• [Teks Bacaan]:
PADA 2017 bisa dibilang tidak banyak yang berubah dari kondisi sektor minyak dan gas (migas) nasional. Harga minyak dunia yang masih rendah, meski membaik membuat investasi yang menjadi tolak ukur gairah bisnis di tanah tidak kunjung membaik.

Berbagai upaya dilakukan pemerintah sebagai regulator untuk bisa memperbaiki kondisi tersebut. Salah satu upaya yang paling disorot adalah begitu banyaknya regulasi yang dibuat dan diotak atik pemerintah di sektor energi, termasuk migas.

Tahun ini boleh jadi merupakan tahun paling bersejarah dalam tatanan pengelolaan industri migas nasional. Duet Ignasius Jonan dan Arcandra Tahar di Kementerian Energi dan Sumber Daya Mineral (ESDM) berani menggebrak sektor migas dengan mengubah skema kontrak bagi hasil (production sharing contract/PSC) cost recovery yang sudah digunakan puluhan tahun menjadi PSC gross split melalui Peraturan Menteri ESDM Nomor 8 Tahun 2017.

Skema tersebut mencakup tiga kategori base split. Pertama adalah base split atau dasar patokan perhitungan bagi hasil antara kontraktor dan pemerintah, untuk minyak base split adalah 57% pemerintah dan sisanya kontraktor. Untuk gas 52% pemerintah dan sisanya bagian kontraktor.

• [Ketentuan Tugas]:
1 - Terjemahkan kalimat dari teks bacaan tentang sektor migas berikut ke dalam bahasa Inggris: "Berbagai upaya dilakukan pemerintah sebagai regulator untuk bisa memperbaiki kondisi tersebut."
2 - Jawablah pertanyaan berikut berdasarkan teks bacaan tentang sektor migas.
(a) Siapa saja yang disebut sebagai duet di Kementerian ESDM?
(b) Melalui peraturan apa skema PSC cost recovery diubah menjadi PSC gross split?
(c) Berapa persen base split bagian pemerintah untuk gas?
3 - Lanjutkan teks bacaan tentang sektor migas mulai dari kalimat sesudah kalimat terakhirnya.

• [Rekaman Data]:
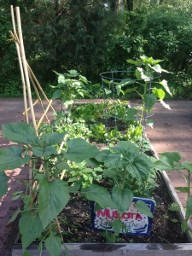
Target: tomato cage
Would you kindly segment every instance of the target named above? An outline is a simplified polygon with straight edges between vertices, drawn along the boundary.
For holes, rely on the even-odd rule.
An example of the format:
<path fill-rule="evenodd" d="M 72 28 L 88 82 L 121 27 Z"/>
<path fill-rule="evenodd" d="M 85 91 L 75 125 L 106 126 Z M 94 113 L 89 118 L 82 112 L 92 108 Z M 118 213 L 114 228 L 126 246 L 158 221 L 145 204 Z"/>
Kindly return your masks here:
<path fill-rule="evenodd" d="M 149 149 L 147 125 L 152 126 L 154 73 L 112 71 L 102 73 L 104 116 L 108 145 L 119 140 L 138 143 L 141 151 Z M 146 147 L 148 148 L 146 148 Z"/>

---

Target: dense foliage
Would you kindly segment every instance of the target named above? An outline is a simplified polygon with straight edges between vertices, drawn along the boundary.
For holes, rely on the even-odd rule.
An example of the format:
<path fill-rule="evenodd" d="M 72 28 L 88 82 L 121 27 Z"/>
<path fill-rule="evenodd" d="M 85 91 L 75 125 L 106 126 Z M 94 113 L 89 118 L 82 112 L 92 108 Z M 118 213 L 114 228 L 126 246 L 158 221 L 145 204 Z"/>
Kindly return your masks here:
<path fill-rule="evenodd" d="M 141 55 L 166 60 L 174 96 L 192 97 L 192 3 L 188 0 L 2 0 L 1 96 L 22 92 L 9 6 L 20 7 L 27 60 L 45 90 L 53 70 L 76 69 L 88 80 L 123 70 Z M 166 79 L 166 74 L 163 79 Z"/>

* * *

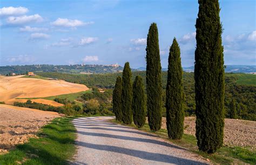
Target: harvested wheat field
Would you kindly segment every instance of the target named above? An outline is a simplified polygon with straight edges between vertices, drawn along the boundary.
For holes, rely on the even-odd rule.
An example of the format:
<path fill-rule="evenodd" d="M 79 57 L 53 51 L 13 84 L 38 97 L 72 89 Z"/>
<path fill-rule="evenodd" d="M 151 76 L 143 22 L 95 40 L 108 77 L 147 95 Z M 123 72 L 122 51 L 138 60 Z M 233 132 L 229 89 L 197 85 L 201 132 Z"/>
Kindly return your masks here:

• [Jawaban Tiap Tugas]:
1 - Various efforts were made by the government, as the regulator, to improve that condition.

2 -
(a) Ignasius Jonan dan Arcandra Tahar.
(b) Peraturan Menteri ESDM Nomor 8 Tahun 2017.
(c) 52%.

3 -
Variabel split, di antaranya adalah status wilayah kerja, lokasi lapangan, kedalaman resevoir, ketersediaan infrastruktur pendukung, jenis reservoir, kandungan CO2, kandungan H2S, berat jenis minyak bumi, TKDN pada masa pengembangan lapangan dan tahapan produksi.

Selain 10 variabel tersebut ada juga mekanisme progressive split dengan indikator harga minyak, kapasitas produksi yang dicapai, serta tambahan split berdasarkan nilai keekonomian lapangan.

Praktis baru satu kontrak migas yang sudah menggunakan skema tersebut, yakni Blok Offshore North West Java (ONWJ) yang dikelola PT Pertamina Hulu Energi, anak usaha PT Pertamina (Persero).

Penerapan skema gross split juga tidak berjalan mulus. Selang beberapa bulan, regulasi yang mengatur kontrak bagi hasil itu pun direvisi melalui Permen ESDM Nomor 27 Tahun 2017 yang intinya menambahkan insentif berupa split kepada kontraktor dalam perhitungan variabel split dan progresif split.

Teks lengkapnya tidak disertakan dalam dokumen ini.